» Natural-language object grounding data
*** Block opens ***

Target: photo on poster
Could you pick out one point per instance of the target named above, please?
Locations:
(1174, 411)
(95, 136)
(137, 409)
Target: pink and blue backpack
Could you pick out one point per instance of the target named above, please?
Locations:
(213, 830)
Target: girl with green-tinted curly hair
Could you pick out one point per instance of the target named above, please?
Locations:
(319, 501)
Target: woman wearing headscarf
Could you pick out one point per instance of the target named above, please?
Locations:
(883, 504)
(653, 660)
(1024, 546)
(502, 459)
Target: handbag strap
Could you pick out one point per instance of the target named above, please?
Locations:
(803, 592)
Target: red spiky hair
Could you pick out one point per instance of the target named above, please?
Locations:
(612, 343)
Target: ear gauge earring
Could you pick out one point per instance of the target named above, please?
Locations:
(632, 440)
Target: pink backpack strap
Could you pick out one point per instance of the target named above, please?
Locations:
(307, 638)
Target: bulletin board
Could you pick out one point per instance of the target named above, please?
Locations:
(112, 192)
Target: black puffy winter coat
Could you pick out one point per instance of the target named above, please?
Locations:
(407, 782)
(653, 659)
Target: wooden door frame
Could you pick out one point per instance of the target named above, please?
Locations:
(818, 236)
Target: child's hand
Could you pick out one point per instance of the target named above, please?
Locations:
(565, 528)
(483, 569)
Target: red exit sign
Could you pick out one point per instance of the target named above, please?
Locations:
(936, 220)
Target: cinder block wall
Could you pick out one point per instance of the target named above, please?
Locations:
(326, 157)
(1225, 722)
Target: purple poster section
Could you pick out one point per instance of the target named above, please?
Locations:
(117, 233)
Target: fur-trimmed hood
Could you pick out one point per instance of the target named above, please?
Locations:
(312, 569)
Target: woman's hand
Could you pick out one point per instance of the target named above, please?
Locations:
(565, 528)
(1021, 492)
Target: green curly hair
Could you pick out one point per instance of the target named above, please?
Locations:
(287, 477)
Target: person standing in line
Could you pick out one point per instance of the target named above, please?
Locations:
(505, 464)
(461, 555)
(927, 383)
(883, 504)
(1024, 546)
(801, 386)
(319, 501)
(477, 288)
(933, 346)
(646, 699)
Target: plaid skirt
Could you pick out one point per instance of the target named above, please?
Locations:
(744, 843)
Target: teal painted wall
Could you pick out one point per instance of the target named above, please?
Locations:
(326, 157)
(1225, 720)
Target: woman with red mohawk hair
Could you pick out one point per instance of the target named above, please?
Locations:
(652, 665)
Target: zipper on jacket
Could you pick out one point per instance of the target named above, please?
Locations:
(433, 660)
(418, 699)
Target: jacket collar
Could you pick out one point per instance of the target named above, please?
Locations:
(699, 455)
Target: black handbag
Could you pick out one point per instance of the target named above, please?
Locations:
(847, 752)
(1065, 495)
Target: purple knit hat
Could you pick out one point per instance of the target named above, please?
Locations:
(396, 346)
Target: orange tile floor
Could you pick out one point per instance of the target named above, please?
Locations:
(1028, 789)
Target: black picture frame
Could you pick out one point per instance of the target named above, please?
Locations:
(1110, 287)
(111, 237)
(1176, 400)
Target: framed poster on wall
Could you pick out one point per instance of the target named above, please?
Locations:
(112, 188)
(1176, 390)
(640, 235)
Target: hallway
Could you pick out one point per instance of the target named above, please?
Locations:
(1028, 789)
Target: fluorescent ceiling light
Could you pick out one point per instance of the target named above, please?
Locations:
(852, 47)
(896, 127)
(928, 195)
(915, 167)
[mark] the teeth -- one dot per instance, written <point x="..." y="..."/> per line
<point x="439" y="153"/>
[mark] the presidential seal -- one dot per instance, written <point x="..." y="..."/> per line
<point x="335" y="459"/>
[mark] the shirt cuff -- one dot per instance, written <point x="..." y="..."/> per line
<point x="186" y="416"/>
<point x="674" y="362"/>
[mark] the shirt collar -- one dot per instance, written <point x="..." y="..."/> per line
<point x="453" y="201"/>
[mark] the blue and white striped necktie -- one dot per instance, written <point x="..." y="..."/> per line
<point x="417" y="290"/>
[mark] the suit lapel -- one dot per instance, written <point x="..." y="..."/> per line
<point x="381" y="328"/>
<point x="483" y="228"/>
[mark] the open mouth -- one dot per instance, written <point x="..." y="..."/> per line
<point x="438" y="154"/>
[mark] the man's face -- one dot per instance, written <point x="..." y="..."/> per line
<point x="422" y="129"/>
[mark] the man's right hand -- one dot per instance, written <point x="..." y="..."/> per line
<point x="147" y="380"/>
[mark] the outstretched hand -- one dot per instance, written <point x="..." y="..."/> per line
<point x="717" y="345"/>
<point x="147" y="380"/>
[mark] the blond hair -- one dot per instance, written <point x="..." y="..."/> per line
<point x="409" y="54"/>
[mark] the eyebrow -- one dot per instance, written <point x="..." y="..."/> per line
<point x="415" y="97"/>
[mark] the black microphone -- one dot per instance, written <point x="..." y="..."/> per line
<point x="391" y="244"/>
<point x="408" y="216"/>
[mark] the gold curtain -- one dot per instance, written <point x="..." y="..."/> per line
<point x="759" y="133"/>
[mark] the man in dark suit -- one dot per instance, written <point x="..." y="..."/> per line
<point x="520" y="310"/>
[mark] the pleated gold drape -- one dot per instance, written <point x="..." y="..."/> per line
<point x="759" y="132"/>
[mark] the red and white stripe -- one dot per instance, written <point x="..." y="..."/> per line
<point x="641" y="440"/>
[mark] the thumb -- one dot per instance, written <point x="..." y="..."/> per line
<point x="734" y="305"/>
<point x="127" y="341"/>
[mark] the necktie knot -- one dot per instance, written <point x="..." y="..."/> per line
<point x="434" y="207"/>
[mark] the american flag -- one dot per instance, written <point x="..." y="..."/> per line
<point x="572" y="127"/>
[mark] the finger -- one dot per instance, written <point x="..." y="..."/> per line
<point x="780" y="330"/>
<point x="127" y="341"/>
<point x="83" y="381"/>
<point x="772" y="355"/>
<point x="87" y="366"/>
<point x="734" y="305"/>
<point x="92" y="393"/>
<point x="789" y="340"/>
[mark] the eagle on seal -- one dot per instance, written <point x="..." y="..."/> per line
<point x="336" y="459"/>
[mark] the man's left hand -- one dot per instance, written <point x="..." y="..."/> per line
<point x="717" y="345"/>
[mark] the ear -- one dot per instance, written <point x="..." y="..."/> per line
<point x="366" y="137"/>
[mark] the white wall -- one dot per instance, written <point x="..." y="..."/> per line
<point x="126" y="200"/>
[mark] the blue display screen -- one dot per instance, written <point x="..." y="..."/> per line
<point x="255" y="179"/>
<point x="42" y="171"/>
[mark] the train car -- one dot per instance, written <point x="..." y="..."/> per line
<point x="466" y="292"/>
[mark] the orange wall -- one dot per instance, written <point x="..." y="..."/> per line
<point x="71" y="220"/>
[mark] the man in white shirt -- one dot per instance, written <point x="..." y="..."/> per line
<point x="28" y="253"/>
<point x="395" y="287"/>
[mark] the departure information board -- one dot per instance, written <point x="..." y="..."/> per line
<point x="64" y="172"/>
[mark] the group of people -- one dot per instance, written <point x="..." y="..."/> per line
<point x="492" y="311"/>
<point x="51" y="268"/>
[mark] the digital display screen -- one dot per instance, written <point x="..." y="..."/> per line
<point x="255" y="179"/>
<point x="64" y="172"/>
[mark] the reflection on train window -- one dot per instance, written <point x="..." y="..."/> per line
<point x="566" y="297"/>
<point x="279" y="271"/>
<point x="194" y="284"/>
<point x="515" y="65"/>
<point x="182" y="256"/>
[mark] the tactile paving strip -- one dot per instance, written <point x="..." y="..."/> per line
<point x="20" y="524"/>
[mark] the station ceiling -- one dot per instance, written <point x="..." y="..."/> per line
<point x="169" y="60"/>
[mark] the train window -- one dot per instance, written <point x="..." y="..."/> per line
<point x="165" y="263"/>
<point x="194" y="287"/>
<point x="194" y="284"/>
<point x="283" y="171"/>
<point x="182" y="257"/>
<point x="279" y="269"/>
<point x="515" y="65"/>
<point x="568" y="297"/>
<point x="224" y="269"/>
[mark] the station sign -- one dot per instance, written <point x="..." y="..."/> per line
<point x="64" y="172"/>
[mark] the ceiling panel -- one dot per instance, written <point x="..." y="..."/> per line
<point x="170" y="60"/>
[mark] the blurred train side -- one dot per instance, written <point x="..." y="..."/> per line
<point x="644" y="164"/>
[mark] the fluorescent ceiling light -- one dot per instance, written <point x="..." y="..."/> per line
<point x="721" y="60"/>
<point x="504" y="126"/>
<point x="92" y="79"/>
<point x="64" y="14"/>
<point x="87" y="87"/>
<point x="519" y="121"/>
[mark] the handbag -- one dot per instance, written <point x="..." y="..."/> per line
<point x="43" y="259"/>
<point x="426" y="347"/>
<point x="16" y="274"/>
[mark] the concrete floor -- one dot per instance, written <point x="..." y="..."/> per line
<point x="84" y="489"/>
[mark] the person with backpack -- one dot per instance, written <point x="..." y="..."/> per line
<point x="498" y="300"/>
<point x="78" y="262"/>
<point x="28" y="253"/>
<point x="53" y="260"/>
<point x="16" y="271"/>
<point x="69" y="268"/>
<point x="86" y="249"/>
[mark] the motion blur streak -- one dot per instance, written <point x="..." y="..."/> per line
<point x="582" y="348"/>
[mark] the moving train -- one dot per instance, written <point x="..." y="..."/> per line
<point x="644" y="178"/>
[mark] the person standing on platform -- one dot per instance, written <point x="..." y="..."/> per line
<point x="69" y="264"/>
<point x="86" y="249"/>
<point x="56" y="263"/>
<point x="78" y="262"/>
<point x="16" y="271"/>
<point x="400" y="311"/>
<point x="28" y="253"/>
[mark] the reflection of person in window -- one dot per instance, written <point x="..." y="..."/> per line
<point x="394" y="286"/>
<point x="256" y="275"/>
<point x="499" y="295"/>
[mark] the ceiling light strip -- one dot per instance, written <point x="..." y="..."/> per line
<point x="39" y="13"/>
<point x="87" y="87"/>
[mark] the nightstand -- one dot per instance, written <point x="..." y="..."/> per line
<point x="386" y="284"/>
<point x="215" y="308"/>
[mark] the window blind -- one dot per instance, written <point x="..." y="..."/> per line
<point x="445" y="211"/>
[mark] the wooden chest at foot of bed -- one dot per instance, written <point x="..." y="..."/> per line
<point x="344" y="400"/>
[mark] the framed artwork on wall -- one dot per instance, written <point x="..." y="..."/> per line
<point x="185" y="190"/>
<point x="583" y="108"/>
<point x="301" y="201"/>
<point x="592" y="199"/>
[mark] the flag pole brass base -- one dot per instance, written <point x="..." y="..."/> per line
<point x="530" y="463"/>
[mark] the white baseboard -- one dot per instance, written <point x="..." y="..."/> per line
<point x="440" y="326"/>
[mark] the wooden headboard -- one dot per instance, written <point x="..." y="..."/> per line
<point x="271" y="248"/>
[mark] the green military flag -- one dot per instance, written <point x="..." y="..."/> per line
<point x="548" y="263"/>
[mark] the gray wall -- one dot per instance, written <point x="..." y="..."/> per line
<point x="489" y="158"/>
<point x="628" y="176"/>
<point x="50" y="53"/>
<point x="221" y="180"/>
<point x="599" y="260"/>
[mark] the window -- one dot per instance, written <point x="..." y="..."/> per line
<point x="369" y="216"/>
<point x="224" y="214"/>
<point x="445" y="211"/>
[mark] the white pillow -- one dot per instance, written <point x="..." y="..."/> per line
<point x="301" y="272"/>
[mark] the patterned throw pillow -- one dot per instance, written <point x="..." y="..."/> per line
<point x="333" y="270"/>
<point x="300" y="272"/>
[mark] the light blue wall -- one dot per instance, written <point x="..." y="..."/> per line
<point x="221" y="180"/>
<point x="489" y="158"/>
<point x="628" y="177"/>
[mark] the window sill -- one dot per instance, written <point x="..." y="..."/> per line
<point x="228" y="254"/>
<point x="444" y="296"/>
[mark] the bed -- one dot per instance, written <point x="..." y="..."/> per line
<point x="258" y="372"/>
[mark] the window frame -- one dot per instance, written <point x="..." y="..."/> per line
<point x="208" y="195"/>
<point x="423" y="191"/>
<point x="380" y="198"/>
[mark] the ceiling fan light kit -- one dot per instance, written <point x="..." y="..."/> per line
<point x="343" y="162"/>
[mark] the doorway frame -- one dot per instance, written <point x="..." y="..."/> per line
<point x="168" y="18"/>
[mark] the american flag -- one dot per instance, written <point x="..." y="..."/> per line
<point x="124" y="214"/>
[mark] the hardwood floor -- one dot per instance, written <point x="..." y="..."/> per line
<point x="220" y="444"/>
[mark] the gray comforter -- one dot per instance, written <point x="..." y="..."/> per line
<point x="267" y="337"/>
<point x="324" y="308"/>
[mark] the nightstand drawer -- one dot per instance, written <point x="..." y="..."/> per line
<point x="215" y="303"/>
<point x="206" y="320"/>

*** Block closes ***

» WHAT IS REQUIRED
Give back the records word for word. Start at the first line, end at the line containing "Target: girl with green-tinted curly hair", and include both.

» RESULT BELOW
Target: photo on poster
Could you pick out one point per instance of the target named above, please?
Locations:
(1174, 411)
(95, 136)
(137, 409)
Target: pink and blue backpack
Could you pick out one point per instance of the target named above, please?
Locations:
(213, 830)
Target: girl with green-tinted curly hair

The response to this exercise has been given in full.